* _Problem to work on_: Quote all of the rows below word for word, and leave the pictures out of your answer.
Begin
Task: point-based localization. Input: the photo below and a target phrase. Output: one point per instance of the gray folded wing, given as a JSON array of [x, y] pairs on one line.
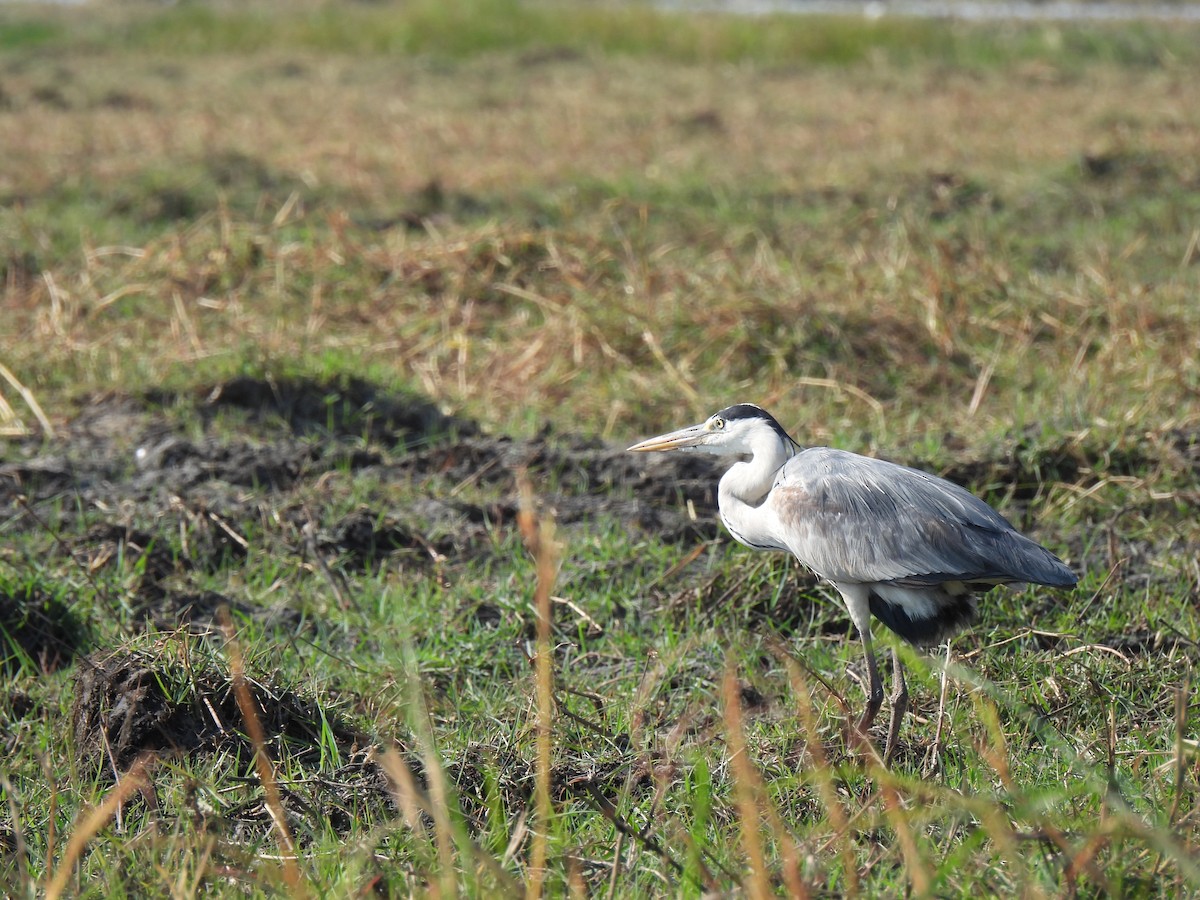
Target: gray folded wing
[[853, 519]]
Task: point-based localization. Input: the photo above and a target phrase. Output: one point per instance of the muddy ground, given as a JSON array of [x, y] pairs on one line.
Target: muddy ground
[[172, 493]]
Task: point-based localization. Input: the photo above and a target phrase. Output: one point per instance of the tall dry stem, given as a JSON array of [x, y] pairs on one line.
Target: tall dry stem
[[539, 538]]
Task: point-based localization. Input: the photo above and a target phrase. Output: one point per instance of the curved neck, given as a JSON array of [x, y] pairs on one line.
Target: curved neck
[[743, 490]]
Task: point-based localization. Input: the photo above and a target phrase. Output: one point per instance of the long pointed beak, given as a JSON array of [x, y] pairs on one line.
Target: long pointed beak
[[682, 439]]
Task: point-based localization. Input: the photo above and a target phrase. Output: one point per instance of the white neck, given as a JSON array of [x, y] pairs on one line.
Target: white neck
[[744, 487]]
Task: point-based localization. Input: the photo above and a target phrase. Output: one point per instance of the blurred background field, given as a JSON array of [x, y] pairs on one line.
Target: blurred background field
[[289, 292]]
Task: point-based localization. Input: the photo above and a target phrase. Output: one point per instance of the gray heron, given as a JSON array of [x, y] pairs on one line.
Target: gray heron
[[900, 544]]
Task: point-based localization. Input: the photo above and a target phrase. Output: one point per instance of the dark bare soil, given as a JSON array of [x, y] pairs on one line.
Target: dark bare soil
[[169, 485]]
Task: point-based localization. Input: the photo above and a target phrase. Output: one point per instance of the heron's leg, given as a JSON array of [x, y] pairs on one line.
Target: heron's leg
[[899, 707], [874, 688]]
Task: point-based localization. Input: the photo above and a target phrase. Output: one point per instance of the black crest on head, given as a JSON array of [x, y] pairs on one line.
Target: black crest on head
[[749, 411]]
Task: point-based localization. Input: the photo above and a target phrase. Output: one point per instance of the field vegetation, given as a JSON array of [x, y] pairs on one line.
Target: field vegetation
[[322, 567]]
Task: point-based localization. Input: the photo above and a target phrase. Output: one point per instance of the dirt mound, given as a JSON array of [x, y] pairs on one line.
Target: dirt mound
[[129, 703]]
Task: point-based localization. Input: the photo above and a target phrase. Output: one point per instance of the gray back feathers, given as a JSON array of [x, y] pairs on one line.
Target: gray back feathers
[[852, 519]]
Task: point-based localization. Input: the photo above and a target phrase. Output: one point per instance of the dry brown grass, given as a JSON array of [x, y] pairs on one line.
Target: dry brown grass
[[485, 310]]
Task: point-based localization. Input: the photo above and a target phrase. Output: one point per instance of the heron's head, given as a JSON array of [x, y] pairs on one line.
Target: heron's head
[[736, 431]]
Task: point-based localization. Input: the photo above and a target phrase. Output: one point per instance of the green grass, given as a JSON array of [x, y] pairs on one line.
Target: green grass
[[340, 271]]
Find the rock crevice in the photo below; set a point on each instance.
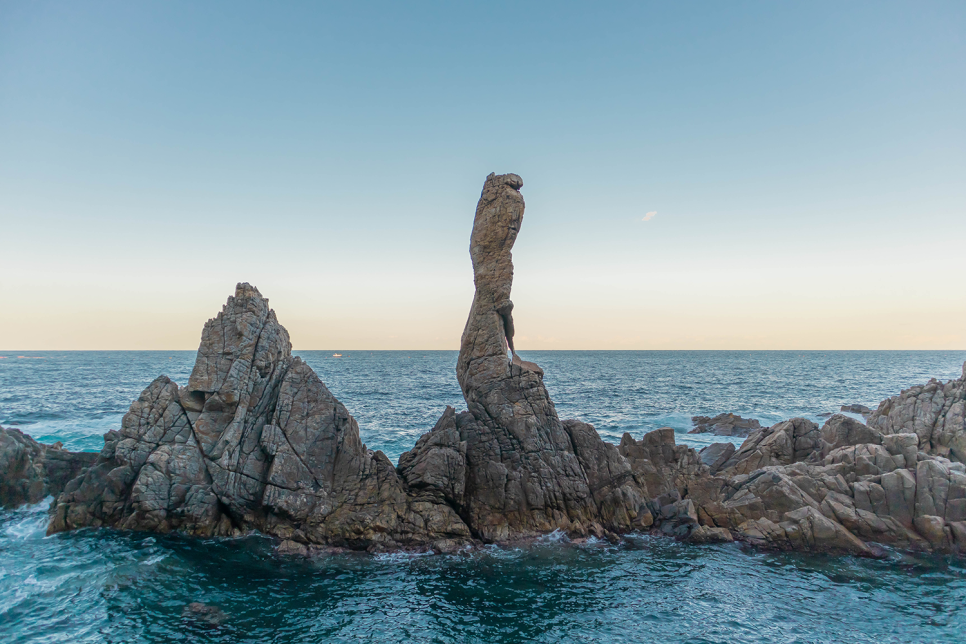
End
* _Reply_:
Task: point-based localization. Input: the photo below and a target phrase. Output: one point per instance of the gray folded wing, given as a JSON array of [x, y] pairs on one line.
Target: gray folded wing
[[853, 519]]
Task: point-based localization. Input: the photo above and a target phrase. Output: one point per instance of the muddy ground, given as a JSON array of [x, y] pairs on one line.
Target: muddy ground
[[172, 493]]
Task: point-based localization. Input: the photo above and a target phrase. Output: one point per instance of the tall dry stem, given as a JSON array of [x, y] pairs on one line.
Target: tall dry stem
[[539, 538]]
Task: point-based localization. Input: the photo above and a target phrase. Output: one point per instance of the curved neck, given as a JSON array of [x, y] pairs on one line.
Target: curved neck
[[743, 490]]
Task: point-based localization. Input: the photo above and a target phrase. Output: one point per instance of the long pointed beak, given as a JSON array of [x, y] pairs on one line.
Target: long pointed beak
[[682, 439]]
Task: point-based localization. Input: the photo above and a target phrase. Output: one point per instance of the white neck, given as a JSON array of [x, y] pairs on one line.
Target: white neck
[[744, 487]]
Task: point-based localization. Input: the photo above and a target phrase. Output: one point per instance of the blurred background field, given as a JSON array of [x, y] pairs on one line.
Target: blurred background field
[[289, 292]]
Task: point-based localization. Input: the photo above and a target phrase. Output: one point per instance of the gray heron, given as a JSON array of [x, y] pairs on one line.
Target: gray heron
[[900, 544]]
Task: point-based localization. Input: the photo above and a target phrase. Output: one point per instance of the dark bare soil, given as a JSON array of [x, y] pairs on one line.
Target: dark bare soil
[[169, 485]]
Task: point-based localization. Input: the photo above and a target phrase. Output: one point per instance of the heron's leg, given as a JSON array of [x, y] pairs on one line.
Target: heron's leg
[[899, 707], [874, 688]]
Task: point-based localization. Input: the photo above and a target phrase. Output: one point per instance of the black crest on head, given as a JSON array of [x, y] pairs on one line.
Target: black crest on head
[[749, 411]]
Task: point-based localization. Input: the photo above and a target phrase. Output: one point per instance of the field vegetation, given as a JSON array of [x, y] pairs on one line.
Target: field vegetation
[[322, 567]]
Task: point-based localization. Input: the photo above and a target phrase. Output: one point per instance of the dirt mound, given as a JSON array of [x, y] pairs on one line.
Target: dirt mound
[[129, 703]]
Task: point-based localization. Input: the photo above and a target phrase. Output: one point per instance of the gray back feathers, given as a JSON array of [x, y] pairs on one line.
Target: gray back feathers
[[852, 519]]
Task: point-based localization. Input: the photo above and a target phrase. Output: one point per instance of the dry brown grass, given as a JSON array of [x, y] pairs on one line.
Target: dry brown grass
[[485, 310]]
Task: point-based localization. Input: the photo above and a target phrase. Output: one point per instance of the heron's head, given as a JSON array of [x, y] pairs on one line.
Target: heron's head
[[736, 431]]
Task: point-based localization. Input: the photo above and a target phrase. Output: one point per instance of the green grass, given as a JSON array of [x, y] pairs on one line.
Target: green grass
[[340, 271]]
Find the rock crevice in the photo below; set a point on each instance.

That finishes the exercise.